##### Page excerpt #####

In direct contradiction of a city ordinance and the promise of the SA Tomorrow Comprehensive Plan, city staffers are systematically eliminating long-standing neighborhood plans designed to protect the character and future of San Antonio’s urban core communities.
The news came as an unwelcome surprise to city council members at the Comprehensive Plan Committee’s April 19 meeting where they were being briefed on the $1.05 million SA Tomorrow Year Two consulting contract that is up for approval in May.
At the meeting’s outset, several residents and District 7 Councilwoman Ana Sandoval said the Comprehensive Plan process has failed to adequately include and engage residents and their ideas and concerns, and is methodically discarding their neighborhood plans.
Four days earlier, representatives of 22 neighborhood associations gathered at a Tier One Neighborhood meeting to plan a response and try to save their plans from extinction by the Comprehensive Plan. Watch complete NOWCastSA video of that meeting here.

#####

| Set task 1 |
Extract every line of the records that contains the word "flower", treating uppercase and lowercase letters as distinct.

##### Data shown #####

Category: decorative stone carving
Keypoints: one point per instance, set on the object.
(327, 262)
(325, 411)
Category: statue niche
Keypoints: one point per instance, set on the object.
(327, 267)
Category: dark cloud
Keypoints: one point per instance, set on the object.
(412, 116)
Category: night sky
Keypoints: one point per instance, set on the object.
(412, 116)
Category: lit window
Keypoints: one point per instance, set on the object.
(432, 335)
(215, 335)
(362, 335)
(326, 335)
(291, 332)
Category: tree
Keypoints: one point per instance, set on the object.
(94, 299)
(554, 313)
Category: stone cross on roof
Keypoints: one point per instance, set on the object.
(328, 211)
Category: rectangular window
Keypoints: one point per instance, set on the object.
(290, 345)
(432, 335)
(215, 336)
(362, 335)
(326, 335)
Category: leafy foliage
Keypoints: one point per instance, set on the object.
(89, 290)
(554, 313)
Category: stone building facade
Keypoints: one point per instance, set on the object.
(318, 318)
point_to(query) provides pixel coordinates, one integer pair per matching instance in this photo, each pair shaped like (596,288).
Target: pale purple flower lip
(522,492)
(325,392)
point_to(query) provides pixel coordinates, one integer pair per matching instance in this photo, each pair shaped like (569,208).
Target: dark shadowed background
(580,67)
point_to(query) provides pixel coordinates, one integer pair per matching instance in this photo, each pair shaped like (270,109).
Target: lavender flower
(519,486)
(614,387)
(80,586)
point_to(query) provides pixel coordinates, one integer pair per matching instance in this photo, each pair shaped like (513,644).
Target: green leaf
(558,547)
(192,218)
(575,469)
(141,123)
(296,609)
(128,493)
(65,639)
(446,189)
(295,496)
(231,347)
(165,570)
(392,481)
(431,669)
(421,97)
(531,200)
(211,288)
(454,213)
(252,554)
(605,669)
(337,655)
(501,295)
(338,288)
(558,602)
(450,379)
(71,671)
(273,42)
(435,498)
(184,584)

#####

| Set task 2 |
Answer the following questions using the article on San Antonio neighborhood plans.
(a) What is the value of the SA Tomorrow Year Two consulting contract?
(b) Which district does Councilwoman Ana Sandoval represent?
(c) How many neighborhood associations had representatives at the Tier One Neighborhood meeting?

| Answer 1 |
Target: pale purple flower lip
Target: lavender flower

| Answer 2 |
(a) $1.05 million
(b) District 7
(c) 22